§ Text:
========================

Trader V. B. Tims of Doaksville

Who was V.B. Tims? We all remember the name DOAK – a name that is ingrained into our Choctaw culture for many reasons. It was Doak’s Stand where the hotly-disputed Treaty of Dancing Rabbit was signed in 1830, calling for the removal of the Choctaw Indians. It was the man Josiah S. Doak who in 1831 established the first trading post near the military outpost of Fort Towson. It was the trading post for which Doaksville was named, the Choctaw community that grew up around the trading post and the fort in a vast, unsettled wilderness.

But very few of us recall the name Vincent Brown Tims. It may surprise many of you to learn that Mr. Tims was the partner of Josiah Doak and that the trading post was actually known at the Doak and Tims trading post. Born in South Carolina, V.B. Tims is said to be of Irish descent. Mr. Tims came with Josiah Doak sometime in the early 1830s, prior to the Choctaw Removal, to set up the mercantile store that would provide essential items to the incoming Choctaws.

========================

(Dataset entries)
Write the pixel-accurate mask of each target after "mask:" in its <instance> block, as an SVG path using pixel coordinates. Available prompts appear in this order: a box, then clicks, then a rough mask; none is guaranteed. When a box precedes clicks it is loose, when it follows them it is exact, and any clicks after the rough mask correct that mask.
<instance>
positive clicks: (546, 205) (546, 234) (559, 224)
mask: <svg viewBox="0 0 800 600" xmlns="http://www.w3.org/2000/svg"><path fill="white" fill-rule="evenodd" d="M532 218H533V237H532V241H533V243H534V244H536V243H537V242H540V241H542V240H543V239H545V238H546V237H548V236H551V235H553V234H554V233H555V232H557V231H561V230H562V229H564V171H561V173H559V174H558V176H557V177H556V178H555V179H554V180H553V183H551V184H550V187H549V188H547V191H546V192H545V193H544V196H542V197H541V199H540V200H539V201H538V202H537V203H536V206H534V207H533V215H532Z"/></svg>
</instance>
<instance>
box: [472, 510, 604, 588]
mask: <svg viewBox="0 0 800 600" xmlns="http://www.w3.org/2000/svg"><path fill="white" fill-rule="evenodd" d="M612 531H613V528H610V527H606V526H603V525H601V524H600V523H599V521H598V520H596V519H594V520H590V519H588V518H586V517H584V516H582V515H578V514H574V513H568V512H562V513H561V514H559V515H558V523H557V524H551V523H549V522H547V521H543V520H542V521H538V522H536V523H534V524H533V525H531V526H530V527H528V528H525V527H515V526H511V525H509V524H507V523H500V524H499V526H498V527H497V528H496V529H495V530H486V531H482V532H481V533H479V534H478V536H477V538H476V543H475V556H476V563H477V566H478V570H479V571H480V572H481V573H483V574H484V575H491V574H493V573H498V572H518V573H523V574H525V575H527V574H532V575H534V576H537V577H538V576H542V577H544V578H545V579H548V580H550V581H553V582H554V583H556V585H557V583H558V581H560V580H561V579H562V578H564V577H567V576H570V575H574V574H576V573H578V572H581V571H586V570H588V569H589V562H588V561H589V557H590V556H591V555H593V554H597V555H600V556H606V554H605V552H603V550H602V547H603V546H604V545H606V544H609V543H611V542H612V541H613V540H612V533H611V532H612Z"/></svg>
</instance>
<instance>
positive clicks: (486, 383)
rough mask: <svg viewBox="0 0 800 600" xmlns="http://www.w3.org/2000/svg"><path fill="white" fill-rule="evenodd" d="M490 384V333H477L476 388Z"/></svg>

========================

§ Aim of the exercise:
Could you write out the part of the text on trader V. B. Tims starting with "But very few" and going on through "the incoming Choctaws."?

§ Response for this exercise:
But very few of us recall the name Vincent Brown Tims. It may surprise many of you to learn that Mr. Tims was the partner of Josiah Doak and that the trading post was actually known at the Doak and Tims trading post. Born in South Carolina, V.B. Tims is said to be of Irish descent. Mr. Tims came with Josiah Doak sometime in the early 1830s, prior to the Choctaw Removal, to set up the mercantile store that would provide essential items to the incoming Choctaws.